# WHAT TO DO
Select every line in the listing below that contains the string "crowd".

# EXERCISE MATERIALS
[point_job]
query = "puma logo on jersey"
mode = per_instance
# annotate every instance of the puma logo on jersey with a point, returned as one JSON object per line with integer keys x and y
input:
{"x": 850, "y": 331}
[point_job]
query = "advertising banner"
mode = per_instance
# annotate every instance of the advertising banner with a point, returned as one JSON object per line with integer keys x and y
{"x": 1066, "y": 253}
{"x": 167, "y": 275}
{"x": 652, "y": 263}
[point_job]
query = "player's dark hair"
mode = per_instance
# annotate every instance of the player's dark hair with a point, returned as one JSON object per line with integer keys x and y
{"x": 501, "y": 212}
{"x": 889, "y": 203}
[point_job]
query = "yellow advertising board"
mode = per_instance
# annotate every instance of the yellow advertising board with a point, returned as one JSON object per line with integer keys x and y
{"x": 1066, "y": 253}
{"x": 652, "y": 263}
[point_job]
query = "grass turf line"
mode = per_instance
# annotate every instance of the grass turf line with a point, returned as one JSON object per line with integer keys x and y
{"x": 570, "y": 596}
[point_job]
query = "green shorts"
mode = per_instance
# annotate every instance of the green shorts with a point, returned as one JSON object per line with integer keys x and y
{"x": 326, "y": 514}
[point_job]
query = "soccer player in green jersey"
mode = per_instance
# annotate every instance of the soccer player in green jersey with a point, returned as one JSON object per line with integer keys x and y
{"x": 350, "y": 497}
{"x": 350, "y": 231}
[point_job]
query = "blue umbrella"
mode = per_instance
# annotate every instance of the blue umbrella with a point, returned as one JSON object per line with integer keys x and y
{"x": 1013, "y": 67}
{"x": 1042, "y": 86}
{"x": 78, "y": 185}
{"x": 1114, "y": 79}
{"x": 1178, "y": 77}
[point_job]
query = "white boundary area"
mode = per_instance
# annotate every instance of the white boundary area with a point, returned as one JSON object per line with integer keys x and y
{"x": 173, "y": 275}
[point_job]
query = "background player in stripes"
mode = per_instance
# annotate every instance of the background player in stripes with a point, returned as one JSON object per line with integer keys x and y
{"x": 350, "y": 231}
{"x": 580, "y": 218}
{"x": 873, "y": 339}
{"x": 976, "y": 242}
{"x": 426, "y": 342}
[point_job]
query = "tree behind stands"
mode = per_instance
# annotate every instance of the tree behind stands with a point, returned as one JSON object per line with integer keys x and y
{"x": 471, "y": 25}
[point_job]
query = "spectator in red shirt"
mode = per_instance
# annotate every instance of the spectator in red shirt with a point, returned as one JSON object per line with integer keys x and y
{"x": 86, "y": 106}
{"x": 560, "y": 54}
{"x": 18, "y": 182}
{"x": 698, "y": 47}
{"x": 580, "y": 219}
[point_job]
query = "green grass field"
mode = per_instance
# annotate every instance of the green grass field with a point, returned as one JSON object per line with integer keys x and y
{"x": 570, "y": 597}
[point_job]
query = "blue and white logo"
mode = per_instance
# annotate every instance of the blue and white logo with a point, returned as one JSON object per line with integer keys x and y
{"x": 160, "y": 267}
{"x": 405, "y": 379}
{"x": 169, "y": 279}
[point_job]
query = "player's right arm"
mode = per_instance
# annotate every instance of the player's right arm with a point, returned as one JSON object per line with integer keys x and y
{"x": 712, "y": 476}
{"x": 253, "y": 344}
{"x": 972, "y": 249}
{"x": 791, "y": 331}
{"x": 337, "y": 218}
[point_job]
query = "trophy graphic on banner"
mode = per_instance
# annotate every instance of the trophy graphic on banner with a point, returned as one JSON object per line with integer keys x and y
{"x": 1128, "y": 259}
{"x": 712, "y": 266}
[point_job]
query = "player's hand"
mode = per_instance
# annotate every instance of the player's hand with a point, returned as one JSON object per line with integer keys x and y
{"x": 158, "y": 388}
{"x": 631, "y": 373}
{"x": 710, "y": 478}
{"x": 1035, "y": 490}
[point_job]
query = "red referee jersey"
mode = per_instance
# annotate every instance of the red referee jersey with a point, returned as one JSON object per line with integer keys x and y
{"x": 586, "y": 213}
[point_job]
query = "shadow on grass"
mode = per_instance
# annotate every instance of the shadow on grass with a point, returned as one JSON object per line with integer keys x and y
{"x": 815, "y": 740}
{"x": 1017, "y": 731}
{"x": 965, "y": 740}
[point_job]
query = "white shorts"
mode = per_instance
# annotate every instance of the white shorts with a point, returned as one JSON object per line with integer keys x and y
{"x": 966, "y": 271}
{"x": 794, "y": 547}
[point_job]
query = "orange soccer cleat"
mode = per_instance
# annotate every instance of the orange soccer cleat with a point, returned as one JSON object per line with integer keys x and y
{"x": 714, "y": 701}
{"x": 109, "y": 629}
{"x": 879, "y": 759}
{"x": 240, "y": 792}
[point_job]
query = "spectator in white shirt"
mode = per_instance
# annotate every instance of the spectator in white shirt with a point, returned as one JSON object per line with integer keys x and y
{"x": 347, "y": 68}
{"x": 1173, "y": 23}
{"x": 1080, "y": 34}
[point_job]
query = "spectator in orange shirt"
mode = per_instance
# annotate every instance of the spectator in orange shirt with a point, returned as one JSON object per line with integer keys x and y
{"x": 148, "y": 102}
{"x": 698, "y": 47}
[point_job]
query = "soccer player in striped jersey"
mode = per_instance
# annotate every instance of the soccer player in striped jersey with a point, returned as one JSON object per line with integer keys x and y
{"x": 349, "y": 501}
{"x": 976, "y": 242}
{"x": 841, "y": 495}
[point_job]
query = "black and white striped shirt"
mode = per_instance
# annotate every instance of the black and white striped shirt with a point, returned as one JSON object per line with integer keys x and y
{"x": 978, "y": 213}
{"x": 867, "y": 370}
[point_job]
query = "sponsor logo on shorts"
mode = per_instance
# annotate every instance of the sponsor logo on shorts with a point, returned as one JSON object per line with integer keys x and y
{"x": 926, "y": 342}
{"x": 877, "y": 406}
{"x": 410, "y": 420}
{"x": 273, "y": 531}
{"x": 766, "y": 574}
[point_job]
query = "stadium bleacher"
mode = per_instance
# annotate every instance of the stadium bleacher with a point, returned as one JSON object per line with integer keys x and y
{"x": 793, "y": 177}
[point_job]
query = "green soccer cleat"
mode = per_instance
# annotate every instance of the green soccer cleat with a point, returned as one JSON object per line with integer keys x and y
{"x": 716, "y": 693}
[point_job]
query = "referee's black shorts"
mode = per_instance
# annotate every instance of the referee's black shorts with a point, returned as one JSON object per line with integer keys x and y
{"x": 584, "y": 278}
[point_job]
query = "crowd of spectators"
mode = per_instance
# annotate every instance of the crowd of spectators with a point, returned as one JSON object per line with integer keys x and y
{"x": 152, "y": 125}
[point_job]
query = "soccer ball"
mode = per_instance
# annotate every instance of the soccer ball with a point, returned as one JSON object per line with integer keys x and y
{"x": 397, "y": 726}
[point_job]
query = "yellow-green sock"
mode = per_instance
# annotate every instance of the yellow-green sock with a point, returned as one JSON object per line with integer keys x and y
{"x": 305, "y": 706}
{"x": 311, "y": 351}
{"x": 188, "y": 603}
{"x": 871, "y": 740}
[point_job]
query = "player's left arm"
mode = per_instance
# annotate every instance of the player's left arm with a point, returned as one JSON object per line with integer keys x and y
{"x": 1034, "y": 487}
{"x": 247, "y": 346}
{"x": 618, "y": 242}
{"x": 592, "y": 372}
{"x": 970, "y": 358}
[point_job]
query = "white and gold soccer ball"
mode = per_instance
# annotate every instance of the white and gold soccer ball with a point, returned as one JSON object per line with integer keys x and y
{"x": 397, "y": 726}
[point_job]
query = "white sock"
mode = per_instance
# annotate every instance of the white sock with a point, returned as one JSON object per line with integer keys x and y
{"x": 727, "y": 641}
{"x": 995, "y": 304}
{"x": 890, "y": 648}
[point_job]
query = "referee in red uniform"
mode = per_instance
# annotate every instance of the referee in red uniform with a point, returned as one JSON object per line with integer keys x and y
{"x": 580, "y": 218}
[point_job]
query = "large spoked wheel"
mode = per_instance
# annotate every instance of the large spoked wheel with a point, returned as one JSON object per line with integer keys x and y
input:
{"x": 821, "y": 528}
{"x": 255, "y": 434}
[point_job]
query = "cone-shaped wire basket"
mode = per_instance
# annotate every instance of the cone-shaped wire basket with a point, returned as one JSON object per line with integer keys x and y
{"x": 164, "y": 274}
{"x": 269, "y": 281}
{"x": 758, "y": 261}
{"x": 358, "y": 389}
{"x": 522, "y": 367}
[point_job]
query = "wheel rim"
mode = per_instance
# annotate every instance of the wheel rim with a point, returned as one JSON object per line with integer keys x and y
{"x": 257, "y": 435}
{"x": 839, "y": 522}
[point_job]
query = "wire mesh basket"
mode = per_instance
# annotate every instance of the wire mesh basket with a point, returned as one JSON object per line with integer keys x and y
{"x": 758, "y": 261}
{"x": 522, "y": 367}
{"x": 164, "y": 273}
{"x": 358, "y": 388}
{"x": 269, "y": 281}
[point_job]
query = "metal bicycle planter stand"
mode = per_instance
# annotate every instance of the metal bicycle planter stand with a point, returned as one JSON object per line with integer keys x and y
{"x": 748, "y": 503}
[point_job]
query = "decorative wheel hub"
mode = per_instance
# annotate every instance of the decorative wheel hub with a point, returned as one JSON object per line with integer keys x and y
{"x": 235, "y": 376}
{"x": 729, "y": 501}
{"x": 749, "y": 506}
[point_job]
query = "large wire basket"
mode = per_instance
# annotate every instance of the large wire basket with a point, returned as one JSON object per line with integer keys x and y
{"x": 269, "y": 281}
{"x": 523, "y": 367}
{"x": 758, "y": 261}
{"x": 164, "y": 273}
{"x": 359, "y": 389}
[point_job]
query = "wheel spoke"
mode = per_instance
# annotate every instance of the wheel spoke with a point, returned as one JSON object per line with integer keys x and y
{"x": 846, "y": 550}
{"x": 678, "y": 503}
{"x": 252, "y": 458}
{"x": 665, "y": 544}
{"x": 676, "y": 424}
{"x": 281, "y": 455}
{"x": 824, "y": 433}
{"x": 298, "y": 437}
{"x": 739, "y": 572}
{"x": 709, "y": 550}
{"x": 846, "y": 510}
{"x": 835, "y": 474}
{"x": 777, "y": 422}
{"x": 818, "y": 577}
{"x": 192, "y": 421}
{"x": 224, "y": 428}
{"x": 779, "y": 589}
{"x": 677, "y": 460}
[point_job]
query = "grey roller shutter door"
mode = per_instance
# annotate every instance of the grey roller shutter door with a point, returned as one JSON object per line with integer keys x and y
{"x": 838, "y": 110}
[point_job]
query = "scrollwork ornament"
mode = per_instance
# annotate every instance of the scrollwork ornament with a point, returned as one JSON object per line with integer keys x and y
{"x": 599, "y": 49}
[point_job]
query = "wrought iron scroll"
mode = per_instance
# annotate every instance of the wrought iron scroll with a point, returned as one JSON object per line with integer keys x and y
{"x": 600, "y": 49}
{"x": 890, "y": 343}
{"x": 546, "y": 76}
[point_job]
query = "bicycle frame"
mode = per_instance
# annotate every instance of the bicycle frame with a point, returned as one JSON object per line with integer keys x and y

# EXERCISE RESULT
query = "crowd of spectators"
# annotate every instance of the crowd of spectators with a point, returned as one JSON object per line with integer keys x and y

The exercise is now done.